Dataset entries
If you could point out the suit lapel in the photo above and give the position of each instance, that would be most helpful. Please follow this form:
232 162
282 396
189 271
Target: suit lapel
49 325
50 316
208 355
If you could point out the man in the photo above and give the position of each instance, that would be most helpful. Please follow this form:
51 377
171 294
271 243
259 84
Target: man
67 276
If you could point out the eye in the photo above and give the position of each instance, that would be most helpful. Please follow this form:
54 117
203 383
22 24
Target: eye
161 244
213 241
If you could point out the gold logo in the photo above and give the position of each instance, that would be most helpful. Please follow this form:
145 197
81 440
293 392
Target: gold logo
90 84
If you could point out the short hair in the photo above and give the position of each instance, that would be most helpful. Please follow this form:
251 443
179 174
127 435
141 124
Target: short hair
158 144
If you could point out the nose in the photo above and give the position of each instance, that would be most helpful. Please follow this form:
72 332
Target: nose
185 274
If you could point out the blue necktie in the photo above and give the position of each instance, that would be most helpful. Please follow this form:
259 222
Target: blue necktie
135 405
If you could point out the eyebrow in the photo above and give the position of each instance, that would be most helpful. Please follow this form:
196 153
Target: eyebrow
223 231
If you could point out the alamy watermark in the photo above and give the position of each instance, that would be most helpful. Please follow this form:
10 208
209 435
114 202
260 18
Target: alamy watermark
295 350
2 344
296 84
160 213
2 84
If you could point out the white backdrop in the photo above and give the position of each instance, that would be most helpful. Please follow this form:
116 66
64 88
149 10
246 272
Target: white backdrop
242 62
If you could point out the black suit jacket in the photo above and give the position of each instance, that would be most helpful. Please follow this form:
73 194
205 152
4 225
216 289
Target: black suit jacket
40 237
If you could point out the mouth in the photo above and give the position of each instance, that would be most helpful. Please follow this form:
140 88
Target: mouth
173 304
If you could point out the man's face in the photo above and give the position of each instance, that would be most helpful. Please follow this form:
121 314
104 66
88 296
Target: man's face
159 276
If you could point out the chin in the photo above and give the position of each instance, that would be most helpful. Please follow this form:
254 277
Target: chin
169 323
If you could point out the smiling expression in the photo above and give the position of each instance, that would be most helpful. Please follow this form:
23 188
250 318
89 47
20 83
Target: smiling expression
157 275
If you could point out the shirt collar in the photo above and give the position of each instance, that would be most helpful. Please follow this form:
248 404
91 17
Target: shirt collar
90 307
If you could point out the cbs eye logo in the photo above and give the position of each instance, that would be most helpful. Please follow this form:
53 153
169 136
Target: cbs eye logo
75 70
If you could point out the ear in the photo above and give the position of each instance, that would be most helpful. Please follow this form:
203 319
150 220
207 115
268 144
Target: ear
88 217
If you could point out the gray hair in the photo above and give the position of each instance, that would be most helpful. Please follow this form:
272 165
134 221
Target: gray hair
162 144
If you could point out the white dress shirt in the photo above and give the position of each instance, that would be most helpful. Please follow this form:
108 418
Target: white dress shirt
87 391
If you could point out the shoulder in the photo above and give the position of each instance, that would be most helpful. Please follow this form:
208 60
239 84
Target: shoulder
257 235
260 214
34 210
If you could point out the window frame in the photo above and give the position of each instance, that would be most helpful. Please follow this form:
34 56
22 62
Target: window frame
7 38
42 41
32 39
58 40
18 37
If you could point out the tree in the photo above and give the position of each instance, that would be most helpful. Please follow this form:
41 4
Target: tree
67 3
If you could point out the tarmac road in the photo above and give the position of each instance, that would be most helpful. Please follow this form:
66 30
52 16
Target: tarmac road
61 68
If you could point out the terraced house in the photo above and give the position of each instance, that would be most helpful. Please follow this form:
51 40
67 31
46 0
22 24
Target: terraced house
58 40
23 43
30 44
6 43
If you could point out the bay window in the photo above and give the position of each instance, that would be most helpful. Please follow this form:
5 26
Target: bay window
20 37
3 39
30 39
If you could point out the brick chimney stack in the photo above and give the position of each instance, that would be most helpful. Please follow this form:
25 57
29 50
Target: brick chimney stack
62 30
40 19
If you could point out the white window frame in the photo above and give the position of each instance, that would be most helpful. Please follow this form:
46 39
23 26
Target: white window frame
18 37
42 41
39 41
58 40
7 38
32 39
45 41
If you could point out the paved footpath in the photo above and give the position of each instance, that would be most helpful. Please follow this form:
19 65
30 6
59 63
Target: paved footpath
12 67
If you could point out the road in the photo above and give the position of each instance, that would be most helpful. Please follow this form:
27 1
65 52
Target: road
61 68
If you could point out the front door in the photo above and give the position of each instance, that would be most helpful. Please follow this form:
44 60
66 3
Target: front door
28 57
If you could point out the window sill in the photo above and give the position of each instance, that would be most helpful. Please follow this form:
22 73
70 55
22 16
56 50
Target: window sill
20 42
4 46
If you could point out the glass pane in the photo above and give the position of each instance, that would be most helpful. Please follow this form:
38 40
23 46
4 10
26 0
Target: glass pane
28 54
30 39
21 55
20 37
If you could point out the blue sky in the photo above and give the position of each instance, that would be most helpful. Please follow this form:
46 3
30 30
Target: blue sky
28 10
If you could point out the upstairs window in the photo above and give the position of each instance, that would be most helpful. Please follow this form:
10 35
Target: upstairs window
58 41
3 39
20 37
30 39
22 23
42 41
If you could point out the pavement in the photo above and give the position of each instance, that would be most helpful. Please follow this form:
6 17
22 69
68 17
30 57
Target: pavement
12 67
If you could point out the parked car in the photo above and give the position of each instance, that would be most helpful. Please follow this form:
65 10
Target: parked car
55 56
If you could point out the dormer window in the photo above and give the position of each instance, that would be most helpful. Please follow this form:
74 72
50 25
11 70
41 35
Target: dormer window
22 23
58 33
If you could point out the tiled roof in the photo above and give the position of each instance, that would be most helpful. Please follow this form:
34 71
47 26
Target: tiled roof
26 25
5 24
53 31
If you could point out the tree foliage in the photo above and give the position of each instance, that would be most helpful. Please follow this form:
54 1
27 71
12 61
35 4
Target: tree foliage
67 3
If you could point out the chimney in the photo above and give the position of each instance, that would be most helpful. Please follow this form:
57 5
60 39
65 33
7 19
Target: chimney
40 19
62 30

==

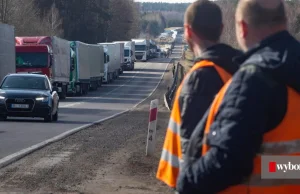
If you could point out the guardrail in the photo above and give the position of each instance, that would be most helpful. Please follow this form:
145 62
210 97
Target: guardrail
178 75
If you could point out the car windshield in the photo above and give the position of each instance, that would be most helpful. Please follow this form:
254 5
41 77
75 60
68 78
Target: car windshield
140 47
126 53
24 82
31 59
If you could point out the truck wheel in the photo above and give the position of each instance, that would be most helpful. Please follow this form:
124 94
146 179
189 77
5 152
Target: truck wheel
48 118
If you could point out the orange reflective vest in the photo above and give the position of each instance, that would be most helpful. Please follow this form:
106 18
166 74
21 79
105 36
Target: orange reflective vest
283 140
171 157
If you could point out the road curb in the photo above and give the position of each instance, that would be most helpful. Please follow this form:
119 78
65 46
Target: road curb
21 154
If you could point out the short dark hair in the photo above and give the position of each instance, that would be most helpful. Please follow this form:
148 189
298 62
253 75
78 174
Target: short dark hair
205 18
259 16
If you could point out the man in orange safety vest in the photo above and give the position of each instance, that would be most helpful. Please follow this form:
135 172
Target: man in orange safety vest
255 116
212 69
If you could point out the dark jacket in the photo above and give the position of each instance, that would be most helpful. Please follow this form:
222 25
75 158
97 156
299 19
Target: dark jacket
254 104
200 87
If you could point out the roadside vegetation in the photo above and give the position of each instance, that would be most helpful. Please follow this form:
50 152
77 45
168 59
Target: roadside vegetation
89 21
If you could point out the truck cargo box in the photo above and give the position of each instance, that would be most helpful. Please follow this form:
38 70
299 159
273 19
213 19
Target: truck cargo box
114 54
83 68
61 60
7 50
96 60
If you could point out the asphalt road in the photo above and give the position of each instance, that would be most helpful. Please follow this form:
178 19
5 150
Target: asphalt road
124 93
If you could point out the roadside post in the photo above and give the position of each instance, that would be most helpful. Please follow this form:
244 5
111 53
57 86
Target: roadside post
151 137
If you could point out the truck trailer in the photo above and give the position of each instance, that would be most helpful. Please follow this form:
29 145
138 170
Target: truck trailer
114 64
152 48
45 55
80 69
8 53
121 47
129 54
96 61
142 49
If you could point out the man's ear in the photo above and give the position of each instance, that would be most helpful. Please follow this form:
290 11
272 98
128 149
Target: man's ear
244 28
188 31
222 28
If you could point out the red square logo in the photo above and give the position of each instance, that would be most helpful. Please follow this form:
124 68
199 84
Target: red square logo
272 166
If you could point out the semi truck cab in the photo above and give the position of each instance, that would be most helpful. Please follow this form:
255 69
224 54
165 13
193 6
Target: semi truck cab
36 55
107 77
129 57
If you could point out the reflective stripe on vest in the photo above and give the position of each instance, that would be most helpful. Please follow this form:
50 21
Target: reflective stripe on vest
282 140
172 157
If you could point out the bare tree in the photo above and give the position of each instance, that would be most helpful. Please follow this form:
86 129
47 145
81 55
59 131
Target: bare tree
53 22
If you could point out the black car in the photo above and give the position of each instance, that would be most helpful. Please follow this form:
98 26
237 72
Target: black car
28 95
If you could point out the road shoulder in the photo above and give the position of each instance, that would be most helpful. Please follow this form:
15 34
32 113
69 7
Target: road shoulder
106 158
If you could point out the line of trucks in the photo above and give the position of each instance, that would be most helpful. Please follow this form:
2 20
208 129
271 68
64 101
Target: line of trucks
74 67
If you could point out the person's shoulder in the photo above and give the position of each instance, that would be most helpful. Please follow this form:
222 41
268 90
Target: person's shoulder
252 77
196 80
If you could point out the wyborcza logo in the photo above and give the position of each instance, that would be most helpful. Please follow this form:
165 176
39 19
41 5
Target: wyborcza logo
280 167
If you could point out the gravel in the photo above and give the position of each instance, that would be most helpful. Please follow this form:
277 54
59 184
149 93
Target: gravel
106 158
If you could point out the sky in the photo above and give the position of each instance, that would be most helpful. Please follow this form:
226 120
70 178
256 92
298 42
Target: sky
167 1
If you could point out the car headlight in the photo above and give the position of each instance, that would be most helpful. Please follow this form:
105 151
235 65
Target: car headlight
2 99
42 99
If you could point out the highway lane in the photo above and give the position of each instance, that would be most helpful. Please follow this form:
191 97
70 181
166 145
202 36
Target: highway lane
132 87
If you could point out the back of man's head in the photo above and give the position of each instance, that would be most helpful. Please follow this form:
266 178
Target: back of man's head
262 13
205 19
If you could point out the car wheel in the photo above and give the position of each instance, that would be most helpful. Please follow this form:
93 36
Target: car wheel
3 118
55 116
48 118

WHAT TO PRODUCE -> From the rows above, pull out every line that contains the word "gravel" and copy each one in full. Matching is case-sensitive.

SOLVED EXERCISE ->
If you could point out the gravel in the photo above and give the position of each instance, that would be most helpful. Please follow this form:
Target: gravel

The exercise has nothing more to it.